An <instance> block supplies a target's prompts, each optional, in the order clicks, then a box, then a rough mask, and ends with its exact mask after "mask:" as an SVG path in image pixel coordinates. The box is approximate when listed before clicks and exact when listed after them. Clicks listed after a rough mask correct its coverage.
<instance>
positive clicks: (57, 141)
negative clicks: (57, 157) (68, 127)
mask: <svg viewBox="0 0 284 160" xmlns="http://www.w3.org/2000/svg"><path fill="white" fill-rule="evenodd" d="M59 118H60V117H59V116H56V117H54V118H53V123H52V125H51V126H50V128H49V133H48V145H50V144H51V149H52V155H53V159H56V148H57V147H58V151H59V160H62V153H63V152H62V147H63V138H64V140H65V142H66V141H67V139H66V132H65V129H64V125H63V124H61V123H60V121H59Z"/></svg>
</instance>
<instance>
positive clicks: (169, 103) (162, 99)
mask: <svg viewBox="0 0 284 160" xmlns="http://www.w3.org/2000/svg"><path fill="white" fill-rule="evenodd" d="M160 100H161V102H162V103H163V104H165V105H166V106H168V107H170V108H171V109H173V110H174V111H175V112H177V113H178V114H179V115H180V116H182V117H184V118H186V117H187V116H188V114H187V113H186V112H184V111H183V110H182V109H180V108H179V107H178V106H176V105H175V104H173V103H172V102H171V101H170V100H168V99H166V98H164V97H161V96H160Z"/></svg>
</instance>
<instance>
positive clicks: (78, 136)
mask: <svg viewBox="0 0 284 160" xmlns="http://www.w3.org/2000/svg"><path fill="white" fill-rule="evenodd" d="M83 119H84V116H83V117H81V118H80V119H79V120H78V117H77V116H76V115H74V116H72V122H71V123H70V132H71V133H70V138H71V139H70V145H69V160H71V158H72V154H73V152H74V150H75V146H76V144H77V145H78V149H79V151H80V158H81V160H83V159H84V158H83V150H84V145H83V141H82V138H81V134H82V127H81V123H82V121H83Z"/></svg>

=====

Directions for this task >>
Please count the lines above that contain the string "clicks", treating uppercase and lowercase as different. Reply with only that number.

Problem solution >>
5